** BEGIN Listed entries **

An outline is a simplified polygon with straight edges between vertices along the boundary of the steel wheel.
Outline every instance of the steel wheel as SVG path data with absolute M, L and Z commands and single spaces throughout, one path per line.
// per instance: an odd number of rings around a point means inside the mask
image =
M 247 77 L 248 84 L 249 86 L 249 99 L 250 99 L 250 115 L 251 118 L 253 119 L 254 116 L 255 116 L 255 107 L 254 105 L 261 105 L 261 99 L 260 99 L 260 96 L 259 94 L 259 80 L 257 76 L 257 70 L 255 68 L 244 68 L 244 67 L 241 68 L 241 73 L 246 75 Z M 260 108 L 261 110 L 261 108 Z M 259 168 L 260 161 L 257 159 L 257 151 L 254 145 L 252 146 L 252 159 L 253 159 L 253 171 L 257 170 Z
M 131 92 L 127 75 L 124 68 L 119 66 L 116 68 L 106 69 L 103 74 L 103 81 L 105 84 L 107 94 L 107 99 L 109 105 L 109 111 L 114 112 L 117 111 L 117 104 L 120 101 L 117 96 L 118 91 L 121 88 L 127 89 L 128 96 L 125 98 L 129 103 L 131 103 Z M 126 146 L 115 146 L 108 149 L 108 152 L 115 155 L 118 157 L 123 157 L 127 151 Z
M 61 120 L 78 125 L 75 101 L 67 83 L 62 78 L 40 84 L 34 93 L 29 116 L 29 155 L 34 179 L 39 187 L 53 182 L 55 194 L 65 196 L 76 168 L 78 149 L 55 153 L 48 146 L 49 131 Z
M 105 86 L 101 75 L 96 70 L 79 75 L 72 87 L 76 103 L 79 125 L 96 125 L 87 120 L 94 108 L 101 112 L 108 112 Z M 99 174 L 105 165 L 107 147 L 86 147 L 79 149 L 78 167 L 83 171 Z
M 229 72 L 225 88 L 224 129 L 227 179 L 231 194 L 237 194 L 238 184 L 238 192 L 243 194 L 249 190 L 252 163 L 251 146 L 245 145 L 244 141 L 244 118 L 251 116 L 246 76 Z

** END Listed entries **

**Written problem**
Copy all of the lines above word for word.

**Output for this task**
An outline is a simplified polygon with straight edges between vertices along the boundary of the steel wheel.
Outline every instance of the steel wheel as SVG path data with absolute M, L and Z commands and single spaces throughout, one path per line.
// per instance: an odd number of rings around a point means inside the mask
image =
M 247 77 L 248 84 L 249 86 L 249 99 L 250 99 L 250 115 L 251 118 L 253 119 L 254 116 L 255 116 L 255 107 L 254 105 L 261 105 L 261 99 L 260 99 L 260 96 L 259 94 L 259 80 L 257 76 L 257 70 L 255 68 L 244 68 L 244 67 L 241 68 L 241 73 L 246 75 Z M 260 108 L 261 110 L 261 108 Z M 259 168 L 260 161 L 257 159 L 257 151 L 254 145 L 252 146 L 252 159 L 253 159 L 253 171 L 257 170 Z
M 131 92 L 127 75 L 124 68 L 119 66 L 116 68 L 106 69 L 103 74 L 103 81 L 105 84 L 107 94 L 107 99 L 109 105 L 109 111 L 114 112 L 117 111 L 117 104 L 120 101 L 117 96 L 118 91 L 121 88 L 127 89 L 128 96 L 125 98 L 129 103 L 131 103 Z M 126 146 L 115 146 L 108 149 L 108 152 L 115 155 L 118 157 L 123 157 L 127 151 Z
M 61 120 L 78 125 L 75 101 L 67 83 L 62 78 L 40 84 L 34 93 L 29 116 L 29 155 L 34 179 L 39 187 L 53 182 L 55 194 L 65 196 L 76 168 L 78 149 L 55 153 L 48 146 L 49 131 Z
M 105 86 L 101 75 L 96 70 L 79 75 L 72 87 L 76 103 L 79 125 L 96 125 L 87 120 L 94 108 L 101 112 L 108 112 Z M 99 174 L 105 165 L 107 147 L 86 147 L 79 149 L 78 167 L 83 171 Z
M 229 72 L 225 88 L 224 129 L 227 179 L 231 194 L 237 194 L 238 184 L 238 192 L 243 194 L 249 190 L 252 163 L 251 146 L 245 145 L 244 141 L 244 118 L 251 116 L 246 76 Z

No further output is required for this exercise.